*Trecho*:

Trata-se da estrutura de capital ou estrutura intertemporal de produção ou,
ainda, dos triângulos de Hayek.
Nos modelos macroeconômicos, que não levam em conta essa
estrutura intertemporal, o intervalo de tempo entre o início da produção de um
bem e a sua chegada à loja em que será vendido para o consumidor final é zero,
ou seja, esses modelos não levam em consideração o tempo que decorre entre o
início da produção e cada estágio sucessivo na cadeia de produção, até que, sob
a forma de um bem final (ou bem de primeira ordem na nomenclatura de Menger),
seja colocado à venda.
Mas, como ensinam os austríacos, especialmente depois de
Böhm-Bawerk, esse tempo é muito relevante. A estrutura de produção ou de
capital possui duas dimensões: valor e tempo, em que o último é contado da
esquerda para a direita e o primeiro é representado pela altura observada no
eixo das ordenadas em cada estágio de produção. Há três possíveis
desdobramentos:
(a) o primeiro é o
consumo instantâneo (continuous-input/point-output)
(b) o segundo é o consumo
não instantâneo (continuous-input/continuous output), como foi observado por
William Stanley Jevons.
(c) o terceiro é a
combinação de produção e consumo instantâneos (pointinput/
point-output).
Nos três casos, a taxa de juros é a inclinação da estrutura
de produção, também denominada de "Triângulo de Hayek".
A MACROECONOMIA DA ESTRUTURA DE CAPITAL
Resulta da combinação em um único diagrama dos três gráficos
acima, ou seja, do mercado de fundos para empréstimos, da fronteira de
possibilidades de produção e da estrutura intertemporal de produção.
No gráfico acima, supomos que a economia está em seu nível
natural; que os investimentos são apenas suficientes para compensar a
depreciação do capital, não havendo investimento líquido; que o consumo
mantém-se no nível da FPP e que a poupança situa-se em um montante estritamente necessário
para financiar o investimento bruto.

(Entradas de anotação de coordenadas)
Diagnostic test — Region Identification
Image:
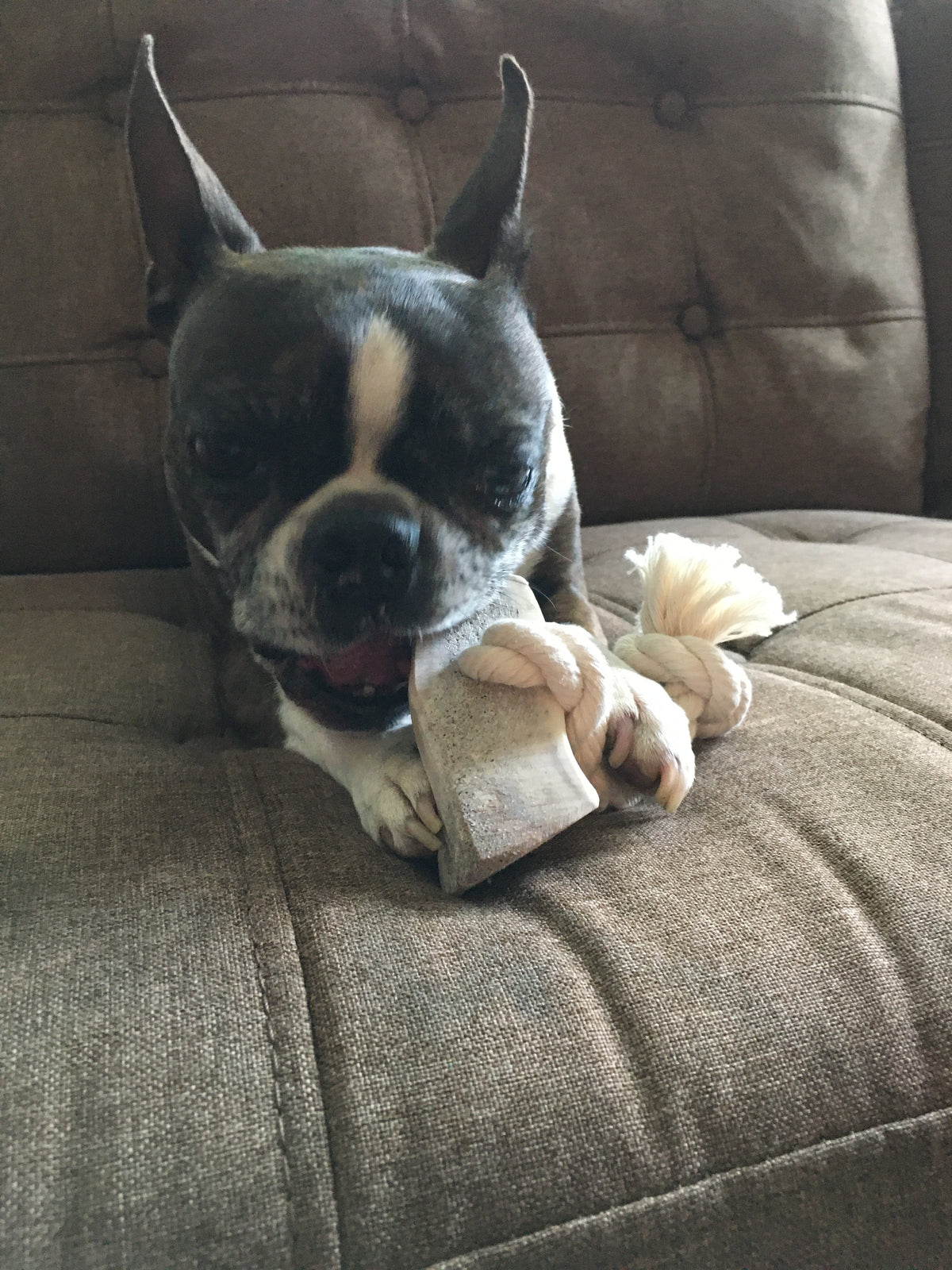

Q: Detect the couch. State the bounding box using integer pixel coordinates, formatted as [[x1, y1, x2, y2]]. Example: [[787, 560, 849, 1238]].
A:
[[0, 0, 952, 1270]]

*Instruções do exercício*:
**a.** As três afirmações a seguir estão de acordo com o trecho sobre a estrutura de capital? Para cada uma, responda sim ou não e cite literalmente as palavras do trecho que decidem a questão.
(i) Nos modelos macroeconômicos que não consideram a estrutura intertemporal, o tempo entre o início da produção de um bem e sua chegada à loja é nulo.
(ii) O consumo não instantâneo foi observado por Böhm-Bawerk.
(iii) Nos três casos, a taxa de juros corresponde à inclinação da estrutura de produção.
**b.** Responda a cada pergunta com base no trecho sobre a estrutura de capital:
(i) Quais são as duas dimensões da estrutura de produção ou de capital?
(ii) Como se chama o bem final na nomenclatura de Menger?
(iii) Em que nível se supõe que o consumo se mantém?
**c.** Retome o trecho sobre a estrutura de capital logo após a última frase apresentada e dê continuidade ao texto.
Os registros não têm qualquer relação com o trecho sobre a estrutura de capital.

*Respostas escritas*:
**a.**
(i) Sim: "o intervalo de tempo entre o início da produção de um bem e a sua chegada à loja em que será vendido para o consumidor final é zero"
(ii) Não: "como foi observado por William Stanley Jevons"
(iii) Sim: "Nos três casos, a taxa de juros é a inclinação da estrutura de produção"

**b.**
(i) Valor e tempo.
(ii) Bem de primeira ordem.
(iii) No nível da FPP.

**c.**
Como vimos, a taxa de juros reflete as preferências
intertemporais dos agentes do mercado e determina a inclinação da estrutura de
produção. Essas interpretações de "steady-state" equivalem à "evenly rotating
economy" (economia uniformemente circular) de Mises e permitem analisar o
crescimento secular (sustentado) e as flutuações cíclicas, estabelecendo
interessantes comparações com a macroeconomia convencional, tanto os modelos de
inspiração keynesiana quanto os de corte neoclássico ou "monetarista".
Pontos de contraste com a macroeconomia usual
(a) os gráficos
não incluem o mercado monetário explicitamente, pois, para os "austríacos", a
moeda é uma "loose joint" ou junta frouxa. Na verdade, a variável "moeda" está
em todos os eixos do diagrama e, além disso, o fato de não a incluirmos
explicitamente não significa que estamos ignorando as importantes considerações
monetárias. A Teoria Austríaca dos Ciclos Econômicos, a despeito de explicitar
apenas a poupança, o consumo, o investimento e o tempo de produção, é uma
teoria monetária dos ciclos. Em outras palavras, os ciclos econômicos são
fenômenos reais, que se manifestam por oscilações no emprego de fatores e na
produção, porém são provocados por fenômenos monetários, vale dizer, por um
excesso de moeda que, durante algum tempo, é interpretado como um incremento na
disposição de poupar.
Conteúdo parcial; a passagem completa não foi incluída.